[Text block]
»»
Planning ahead is such an important part of healthy eating that I don’t think it would be possible to stick to a nutritious diet without it. Not for me, anyway!
Little things like running late, forgetting your lunch or having a to-do list the length of your arm all of a sudden become huge obstacles when you’re trying to eat healthier. No time to make breakfast in the morning? The fast food drive-thru is quick and easy. Too tired to cook dinner? All it takes is a few taps on your iPad and the delivery guy is at the door.
The biggest hurdle for me is lunchtime at the office. On days when I don’t bring a lunch (usually because of my own poor planning), I’m all too quick to grab something at the nearest chain restaurant. It seems like a good idea at the time—mmm, French fries!—but I almost always end up ordering something I don’t really want and eating more than I need just because it’s there.
Having an idea of what you’d like to eat throughout the week, and then shopping and prepping in advance, helps overcome some of the things that make it difficult to eat healthfully.
I like to do my bigger grocery trip on Sundays and then spend an hour or so prepping food for the week. This might sound like a pain, but it ends up saving a ton of time in the long run.
««
[Material]
»»
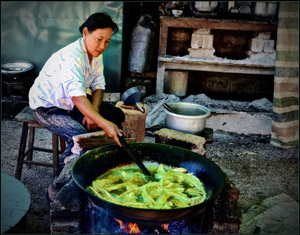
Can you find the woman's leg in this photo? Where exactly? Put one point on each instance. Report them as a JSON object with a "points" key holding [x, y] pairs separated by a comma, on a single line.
{"points": [[60, 122]]}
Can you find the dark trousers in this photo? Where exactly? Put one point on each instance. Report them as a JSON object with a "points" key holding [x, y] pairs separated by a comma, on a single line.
{"points": [[69, 123]]}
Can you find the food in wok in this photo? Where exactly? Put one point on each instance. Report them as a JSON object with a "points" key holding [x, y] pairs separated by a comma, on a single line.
{"points": [[169, 188]]}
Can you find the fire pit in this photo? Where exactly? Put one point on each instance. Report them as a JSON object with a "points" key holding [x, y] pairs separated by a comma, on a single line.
{"points": [[74, 212]]}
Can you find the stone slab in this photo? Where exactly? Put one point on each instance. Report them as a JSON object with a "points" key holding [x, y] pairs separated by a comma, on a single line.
{"points": [[240, 123], [177, 138]]}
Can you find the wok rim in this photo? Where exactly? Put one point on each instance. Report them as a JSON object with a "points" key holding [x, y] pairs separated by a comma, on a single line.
{"points": [[148, 210]]}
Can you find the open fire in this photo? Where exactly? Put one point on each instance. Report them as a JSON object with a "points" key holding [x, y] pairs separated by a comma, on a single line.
{"points": [[99, 220], [135, 228]]}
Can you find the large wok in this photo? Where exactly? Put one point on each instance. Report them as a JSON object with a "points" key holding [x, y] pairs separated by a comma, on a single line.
{"points": [[98, 161]]}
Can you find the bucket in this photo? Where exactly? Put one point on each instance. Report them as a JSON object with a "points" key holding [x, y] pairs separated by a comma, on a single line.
{"points": [[17, 77], [179, 40], [187, 117]]}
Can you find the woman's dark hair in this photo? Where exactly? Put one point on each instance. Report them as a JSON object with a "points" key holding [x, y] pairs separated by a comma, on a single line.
{"points": [[99, 21]]}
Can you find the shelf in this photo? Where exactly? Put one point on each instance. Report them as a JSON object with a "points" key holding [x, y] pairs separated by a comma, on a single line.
{"points": [[217, 64], [187, 22]]}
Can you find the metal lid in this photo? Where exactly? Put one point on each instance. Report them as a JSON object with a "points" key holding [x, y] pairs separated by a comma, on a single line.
{"points": [[16, 67]]}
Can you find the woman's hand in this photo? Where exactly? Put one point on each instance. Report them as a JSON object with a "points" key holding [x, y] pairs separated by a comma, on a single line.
{"points": [[90, 124], [112, 131]]}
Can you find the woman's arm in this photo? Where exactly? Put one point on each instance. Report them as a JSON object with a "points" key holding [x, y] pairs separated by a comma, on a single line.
{"points": [[97, 98], [88, 110]]}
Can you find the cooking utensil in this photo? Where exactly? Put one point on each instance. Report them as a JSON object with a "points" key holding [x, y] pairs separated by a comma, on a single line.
{"points": [[167, 107], [132, 155], [187, 117], [98, 161], [131, 97]]}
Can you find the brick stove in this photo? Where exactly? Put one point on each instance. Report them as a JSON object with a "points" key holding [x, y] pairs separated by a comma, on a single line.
{"points": [[73, 212]]}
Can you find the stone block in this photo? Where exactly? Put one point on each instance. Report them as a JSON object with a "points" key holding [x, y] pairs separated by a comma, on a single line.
{"points": [[202, 41], [178, 82], [262, 55], [269, 46], [201, 31], [196, 41], [263, 35], [135, 121], [177, 138], [202, 53], [207, 41], [256, 45]]}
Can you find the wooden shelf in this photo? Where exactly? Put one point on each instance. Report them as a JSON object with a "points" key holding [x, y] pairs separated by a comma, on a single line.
{"points": [[245, 66], [186, 22]]}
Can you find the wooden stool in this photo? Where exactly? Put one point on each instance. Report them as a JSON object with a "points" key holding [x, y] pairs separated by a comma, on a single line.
{"points": [[29, 123]]}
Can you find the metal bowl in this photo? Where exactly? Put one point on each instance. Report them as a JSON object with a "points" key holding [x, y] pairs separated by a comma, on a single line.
{"points": [[187, 117]]}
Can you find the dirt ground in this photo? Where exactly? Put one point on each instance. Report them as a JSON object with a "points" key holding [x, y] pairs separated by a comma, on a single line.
{"points": [[259, 170]]}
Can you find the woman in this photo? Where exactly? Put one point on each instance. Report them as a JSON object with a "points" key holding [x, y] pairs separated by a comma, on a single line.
{"points": [[59, 97]]}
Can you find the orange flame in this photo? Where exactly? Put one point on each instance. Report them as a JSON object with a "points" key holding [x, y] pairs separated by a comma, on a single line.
{"points": [[129, 227], [165, 227]]}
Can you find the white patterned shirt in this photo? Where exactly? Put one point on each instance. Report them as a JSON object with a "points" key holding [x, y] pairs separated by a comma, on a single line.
{"points": [[66, 73]]}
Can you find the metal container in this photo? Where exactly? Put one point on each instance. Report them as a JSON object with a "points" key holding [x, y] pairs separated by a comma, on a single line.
{"points": [[265, 9], [17, 77], [187, 117]]}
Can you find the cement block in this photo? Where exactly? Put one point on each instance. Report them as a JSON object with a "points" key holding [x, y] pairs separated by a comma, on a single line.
{"points": [[202, 53], [177, 138], [178, 81], [201, 31], [135, 121], [202, 41], [207, 41], [196, 41], [241, 123], [269, 46], [263, 35], [256, 45]]}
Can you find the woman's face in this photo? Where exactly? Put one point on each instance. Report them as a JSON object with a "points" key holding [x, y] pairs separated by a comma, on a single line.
{"points": [[97, 41]]}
««
[Stated exercise] List the little things that the text on healthy eating says "all of a sudden become huge obstacles when you're trying to eat healthier." The rows come from a different source than the text on healthy eating.

[Written answer]
- Running late
- Forgetting your lunch
- Having a to-do list the length of your arm